REQUIRED TASKS:
1. According to the glossary entries on South African political parties, in what month and year did Buthelezi die?
2. Reproduce verbatim the listing that follows the glossary entries, omitting the pictures.

African National Congress, the governing party since 1994, something which may finally change after next year’s national and provincial elections. Also for the arms deal, which robbed the ANC and South Africa of their innocence two years later.

Buthelezi, Mangosuthu Gatsha, the founder and life president of the Inkatha Freedom Party and traditional prime minister to three Zulu kings. Buthelezi died in September 2023 but his picture will be on 2024 ballot paper as the image of the party he built in his own image.

Congress of the People, the breakaway from the ANC, was formed after the party recalled Thabo Mbeki as head of state and has not been able to cope since. Not likely to survive another election.

SOURCE DATA:
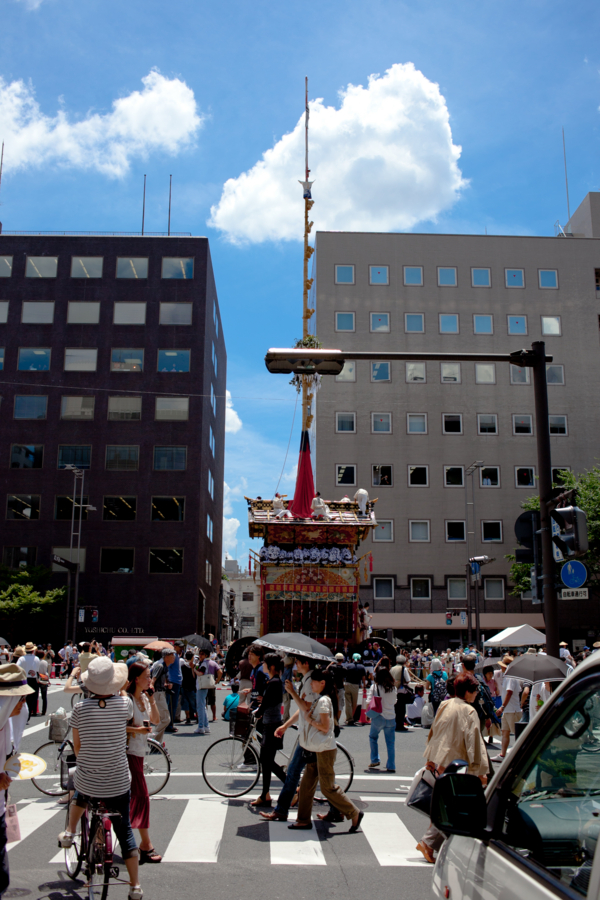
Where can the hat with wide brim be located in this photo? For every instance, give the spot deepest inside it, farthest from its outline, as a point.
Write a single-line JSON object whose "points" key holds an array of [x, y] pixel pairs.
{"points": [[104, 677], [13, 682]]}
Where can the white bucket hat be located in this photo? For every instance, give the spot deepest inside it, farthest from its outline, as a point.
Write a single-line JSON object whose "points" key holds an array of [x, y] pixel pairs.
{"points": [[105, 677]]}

ANSWERS FOR THE EXERCISE:
1. September 2023

2.
Where can the hat with wide brim be located in this photo? For every instance, give the spot deepest inside it, farthest from its outline, as a point.
Write a single-line JSON object whose "points" key holds an array of [x, y] pixel pairs.
{"points": [[104, 677], [13, 682]]}
Where can the white bucket hat be located in this photo? For every instance, give the spot deepest inside it, farthest from its outline, as a point.
Write a single-line JSON object whose "points" key holds an array of [x, y] pixel pairs.
{"points": [[105, 677]]}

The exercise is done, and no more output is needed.